» **WHAT IS NEEDED**
Beneath this sentence is a set of records; write each of them out exactly.

Raw records
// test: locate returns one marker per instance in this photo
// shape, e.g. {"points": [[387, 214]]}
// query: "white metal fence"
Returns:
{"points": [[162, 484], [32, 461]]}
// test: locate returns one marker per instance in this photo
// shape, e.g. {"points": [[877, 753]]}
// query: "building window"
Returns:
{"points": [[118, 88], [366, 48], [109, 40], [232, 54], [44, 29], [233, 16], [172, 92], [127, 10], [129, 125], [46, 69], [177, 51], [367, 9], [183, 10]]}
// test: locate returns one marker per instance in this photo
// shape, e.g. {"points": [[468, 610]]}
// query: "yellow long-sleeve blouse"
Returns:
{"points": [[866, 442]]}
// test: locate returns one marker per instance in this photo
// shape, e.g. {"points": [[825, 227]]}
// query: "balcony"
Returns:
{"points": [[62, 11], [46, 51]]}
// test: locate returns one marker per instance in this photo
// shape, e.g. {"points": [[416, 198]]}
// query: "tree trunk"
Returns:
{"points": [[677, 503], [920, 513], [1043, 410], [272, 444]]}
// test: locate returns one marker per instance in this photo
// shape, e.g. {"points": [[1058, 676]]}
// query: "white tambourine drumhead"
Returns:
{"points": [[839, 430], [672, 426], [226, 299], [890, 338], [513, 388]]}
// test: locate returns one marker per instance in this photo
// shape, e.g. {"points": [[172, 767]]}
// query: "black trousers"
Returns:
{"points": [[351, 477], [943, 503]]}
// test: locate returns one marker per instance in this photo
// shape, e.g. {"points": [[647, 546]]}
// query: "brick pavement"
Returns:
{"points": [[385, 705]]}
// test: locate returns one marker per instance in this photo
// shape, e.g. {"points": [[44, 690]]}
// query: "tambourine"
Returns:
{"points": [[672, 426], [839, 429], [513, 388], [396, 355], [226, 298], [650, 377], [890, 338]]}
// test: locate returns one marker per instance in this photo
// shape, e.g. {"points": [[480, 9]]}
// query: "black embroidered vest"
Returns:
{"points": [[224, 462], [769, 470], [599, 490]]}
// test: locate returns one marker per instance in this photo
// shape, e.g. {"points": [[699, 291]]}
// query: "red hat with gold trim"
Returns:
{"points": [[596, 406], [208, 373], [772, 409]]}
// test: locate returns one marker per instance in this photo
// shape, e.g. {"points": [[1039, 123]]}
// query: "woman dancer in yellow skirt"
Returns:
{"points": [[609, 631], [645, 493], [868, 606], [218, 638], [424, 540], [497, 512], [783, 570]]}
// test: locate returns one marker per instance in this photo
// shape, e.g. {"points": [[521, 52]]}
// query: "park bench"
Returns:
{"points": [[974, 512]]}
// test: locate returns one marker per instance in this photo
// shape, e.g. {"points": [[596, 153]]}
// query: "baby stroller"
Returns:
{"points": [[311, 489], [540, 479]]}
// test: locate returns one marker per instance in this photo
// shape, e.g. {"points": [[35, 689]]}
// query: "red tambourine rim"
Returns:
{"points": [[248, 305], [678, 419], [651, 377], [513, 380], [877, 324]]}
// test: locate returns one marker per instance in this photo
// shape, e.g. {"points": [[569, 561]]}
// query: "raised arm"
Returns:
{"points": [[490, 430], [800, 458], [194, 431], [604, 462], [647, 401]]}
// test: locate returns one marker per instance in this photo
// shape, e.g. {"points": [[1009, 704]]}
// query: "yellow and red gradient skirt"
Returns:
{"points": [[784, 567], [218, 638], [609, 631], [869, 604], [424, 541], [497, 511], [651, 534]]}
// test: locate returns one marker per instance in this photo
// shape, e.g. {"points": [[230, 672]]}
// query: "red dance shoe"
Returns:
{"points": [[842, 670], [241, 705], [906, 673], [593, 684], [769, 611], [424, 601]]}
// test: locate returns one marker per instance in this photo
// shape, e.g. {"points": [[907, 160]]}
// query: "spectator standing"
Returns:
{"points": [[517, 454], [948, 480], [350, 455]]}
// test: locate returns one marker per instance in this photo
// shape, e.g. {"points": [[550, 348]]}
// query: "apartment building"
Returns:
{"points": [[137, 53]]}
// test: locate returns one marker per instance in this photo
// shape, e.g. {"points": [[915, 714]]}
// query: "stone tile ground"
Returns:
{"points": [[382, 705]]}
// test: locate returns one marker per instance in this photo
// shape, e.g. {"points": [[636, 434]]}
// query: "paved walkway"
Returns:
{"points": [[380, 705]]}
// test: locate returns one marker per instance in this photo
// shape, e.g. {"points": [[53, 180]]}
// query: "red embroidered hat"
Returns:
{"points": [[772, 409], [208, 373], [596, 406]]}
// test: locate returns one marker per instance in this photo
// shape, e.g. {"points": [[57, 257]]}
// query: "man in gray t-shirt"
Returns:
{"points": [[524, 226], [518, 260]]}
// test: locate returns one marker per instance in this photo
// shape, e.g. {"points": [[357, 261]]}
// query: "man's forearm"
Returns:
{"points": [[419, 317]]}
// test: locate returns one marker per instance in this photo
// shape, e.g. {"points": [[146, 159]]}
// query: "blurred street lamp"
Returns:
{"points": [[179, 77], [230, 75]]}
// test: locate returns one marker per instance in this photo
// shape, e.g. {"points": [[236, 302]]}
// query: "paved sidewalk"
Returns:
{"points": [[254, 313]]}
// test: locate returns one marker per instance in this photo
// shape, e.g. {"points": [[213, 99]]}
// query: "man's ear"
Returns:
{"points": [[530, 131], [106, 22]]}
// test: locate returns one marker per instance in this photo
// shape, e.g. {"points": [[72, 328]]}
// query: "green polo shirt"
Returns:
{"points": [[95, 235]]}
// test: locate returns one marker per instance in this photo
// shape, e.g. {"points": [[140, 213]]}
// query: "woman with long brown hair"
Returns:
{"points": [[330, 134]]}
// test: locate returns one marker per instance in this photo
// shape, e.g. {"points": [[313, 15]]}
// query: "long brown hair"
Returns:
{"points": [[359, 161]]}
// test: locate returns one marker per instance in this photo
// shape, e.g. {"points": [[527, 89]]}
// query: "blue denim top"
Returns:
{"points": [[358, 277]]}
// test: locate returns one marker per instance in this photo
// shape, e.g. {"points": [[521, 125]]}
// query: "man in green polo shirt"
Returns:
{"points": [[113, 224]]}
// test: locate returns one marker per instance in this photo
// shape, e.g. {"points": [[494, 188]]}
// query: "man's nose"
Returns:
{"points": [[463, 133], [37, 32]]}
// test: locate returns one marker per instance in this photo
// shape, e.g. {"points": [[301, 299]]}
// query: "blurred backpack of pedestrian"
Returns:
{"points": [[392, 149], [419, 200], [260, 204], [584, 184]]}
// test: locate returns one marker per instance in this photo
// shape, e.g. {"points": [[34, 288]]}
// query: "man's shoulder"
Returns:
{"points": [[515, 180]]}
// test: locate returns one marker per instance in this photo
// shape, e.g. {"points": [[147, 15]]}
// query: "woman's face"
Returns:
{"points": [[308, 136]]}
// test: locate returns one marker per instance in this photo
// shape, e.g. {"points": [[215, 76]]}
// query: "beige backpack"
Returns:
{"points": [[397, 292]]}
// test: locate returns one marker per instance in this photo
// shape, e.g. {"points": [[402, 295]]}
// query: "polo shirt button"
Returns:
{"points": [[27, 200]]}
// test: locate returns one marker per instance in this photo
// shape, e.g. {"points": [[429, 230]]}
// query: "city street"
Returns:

» **RESULT**
// test: locate returns one marker per instance in this photo
// shape, e.g. {"points": [[387, 214]]}
// query: "white metal fence"
Returns:
{"points": [[162, 484], [32, 461]]}
// test: locate returns one marker per instance in this photo
// shape, e.g. {"points": [[877, 753]]}
// query: "building window"
Returns:
{"points": [[118, 88], [366, 48], [109, 40], [232, 54], [44, 29], [233, 16], [172, 92], [127, 10], [129, 125], [46, 69], [177, 51], [367, 9], [183, 10]]}
// test: locate returns one marker per instance in this photo
// shape, e.g. {"points": [[468, 610]]}
// query: "yellow long-sleeve blouse"
Returns:
{"points": [[866, 442]]}
// test: locate returns one marker per instance in this photo
// shape, e.g. {"points": [[825, 227]]}
// query: "balcony"
Returns:
{"points": [[62, 11], [46, 51]]}
// test: locate returns one marker per instance in this photo
// shape, e.g. {"points": [[416, 198]]}
// query: "tree trunk"
Returns:
{"points": [[677, 503], [920, 513], [1043, 410], [272, 444]]}
// test: locate returns one marker per instance in this photo
// shape, e.g. {"points": [[1058, 676]]}
// query: "white tambourine drumhead"
Returns:
{"points": [[839, 430], [672, 426], [226, 299], [890, 338], [513, 388]]}
// test: locate returns one marker per instance in this photo
// shape, e.g. {"points": [[172, 767]]}
// query: "black trousers"
Returns:
{"points": [[351, 477], [943, 503]]}
// test: locate returns one marker per instance in this photo
// shape, e.g. {"points": [[647, 546]]}
// query: "brick pavement"
Returns:
{"points": [[385, 705]]}
// test: locate returns one marker per instance in this photo
// shape, e.g. {"points": [[44, 690]]}
// query: "tambourine"
Returns:
{"points": [[672, 426], [839, 429], [513, 388], [396, 355], [226, 298], [650, 377], [890, 338]]}
// test: locate returns one marker per instance in this photo
// shape, e.g. {"points": [[480, 9]]}
// query: "black embroidered vest"
Returns:
{"points": [[224, 462], [769, 470], [599, 490]]}
// test: locate returns one marker per instance in this photo
// shape, e.g. {"points": [[699, 291]]}
// query: "red hat with gold trim"
Returns:
{"points": [[596, 406], [208, 373], [772, 409]]}
// test: locate returns one marker per instance in this photo
// shape, e.g. {"points": [[1039, 123]]}
// query: "woman dancer in yellow skirt"
Returns:
{"points": [[609, 631], [645, 493], [868, 606], [218, 638], [424, 540], [497, 512], [783, 570]]}
// test: locate returns one marker per instance in this photo
// shape, e.g. {"points": [[521, 52]]}
// query: "park bench"
Returns:
{"points": [[974, 512]]}
// test: locate returns one marker per instance in this photo
// shape, e.g. {"points": [[596, 153]]}
// query: "baby stroller"
Returns:
{"points": [[311, 489], [540, 479]]}
// test: locate returns one marker per instance in this photo
// shape, e.g. {"points": [[35, 689]]}
// query: "red tambourine rim"
Returns:
{"points": [[248, 305], [678, 419], [651, 377], [513, 380], [877, 324]]}
// test: locate returns one marker per instance in this photo
// shape, e.g. {"points": [[569, 561]]}
// query: "raised arm"
Returns:
{"points": [[490, 430], [800, 458], [194, 431], [604, 462], [647, 401]]}
// test: locate returns one marker per instance in this photo
// shape, e.g. {"points": [[1009, 704]]}
// query: "yellow and red gradient skirt"
Returns:
{"points": [[784, 567], [218, 638], [609, 631], [869, 604], [424, 541], [497, 511], [651, 534]]}
// test: locate returns one marker per instance in this photo
// shape, e.g. {"points": [[230, 672]]}
// query: "red dance shoe"
Returns:
{"points": [[842, 670], [241, 705], [906, 673], [593, 684], [769, 611], [424, 601]]}
// test: locate returns one marker per instance in this photo
// shape, e.g. {"points": [[907, 160]]}
// query: "spectator standing"
Returns:
{"points": [[517, 454], [948, 480], [350, 455]]}
// test: locate returns one marker per instance in this photo
// shape, e.g. {"points": [[550, 348]]}
// query: "apartment building"
Returns:
{"points": [[137, 53]]}
// test: locate returns one marker per instance in this photo
// shape, e.g. {"points": [[915, 714]]}
// query: "stone tile ground"
Returns:
{"points": [[382, 705]]}
// test: locate returns one marker per instance in this photo
// shape, e.g. {"points": [[636, 434]]}
// query: "paved walkway"
Returns:
{"points": [[380, 705]]}
// test: locate returns one marker per instance in this photo
// shape, e.g. {"points": [[53, 180]]}
// query: "red embroidered hat"
Returns:
{"points": [[772, 409], [208, 373], [596, 406]]}
// test: locate returns one marker per instance in this photo
// shape, e.g. {"points": [[57, 257]]}
// query: "man in gray t-shirt"
Returns:
{"points": [[524, 226], [518, 260]]}
// test: locate returns one marker per instance in this photo
// shape, e.g. {"points": [[357, 261]]}
// query: "man's forearm"
Returns:
{"points": [[419, 317]]}
// test: locate returns one marker per instance in this photo
// shape, e.g. {"points": [[146, 159]]}
// query: "blurred street lamp"
Returns:
{"points": [[179, 77], [230, 75]]}
// test: locate returns one marker per instance in this photo
// shape, e.g. {"points": [[236, 302]]}
// query: "paved sidewalk"
Returns:
{"points": [[254, 313]]}
// test: locate returns one marker per instance in this photo
// shape, e.g. {"points": [[213, 99]]}
// query: "man's ear"
Returns:
{"points": [[530, 131], [106, 22]]}
// test: locate returns one marker per instance in this photo
// shape, e.g. {"points": [[72, 328]]}
// query: "green polo shirt"
Returns:
{"points": [[95, 235]]}
// test: locate returns one marker per instance in this photo
// shape, e.g. {"points": [[140, 213]]}
// query: "woman with long brown hair"
Returns:
{"points": [[330, 134]]}
// test: locate returns one marker per instance in this photo
// shape, e.g. {"points": [[313, 15]]}
// query: "long brown hair"
Returns:
{"points": [[359, 161]]}
// test: locate returns one marker per instance in this photo
// shape, e.g. {"points": [[527, 89]]}
// query: "blue denim top"
Returns:
{"points": [[358, 277]]}
// test: locate returns one marker per instance in this photo
// shape, e.g. {"points": [[521, 125]]}
// query: "man in green polo shirt"
Returns:
{"points": [[113, 224]]}
// test: locate returns one marker per instance in this photo
// shape, e.g. {"points": [[494, 188]]}
// query: "man's nose"
Returns:
{"points": [[463, 133], [37, 32]]}
// test: locate returns one marker per instance in this photo
// shape, e.g. {"points": [[301, 299]]}
// query: "blurred backpack of pedestrian"
Returns:
{"points": [[392, 149], [419, 200], [260, 204], [584, 184]]}
// test: locate returns one marker per instance in this photo
// shape, e.g. {"points": [[34, 288]]}
// query: "man's shoulder"
Returns:
{"points": [[515, 180]]}
// test: locate returns one marker per instance in this photo
// shape, e.g. {"points": [[147, 15]]}
// query: "woman's face"
Returns:
{"points": [[308, 136]]}
// test: locate returns one marker per instance in this photo
// shape, e.g. {"points": [[215, 76]]}
// query: "beige backpack"
Returns:
{"points": [[397, 292]]}
// test: locate returns one marker per instance in this photo
// shape, e.g. {"points": [[402, 295]]}
// query: "polo shirt button"
Returns:
{"points": [[27, 200]]}
// test: locate returns one marker per instance in this photo
// shape, e.g. {"points": [[429, 230]]}
// query: "city street"
Returns:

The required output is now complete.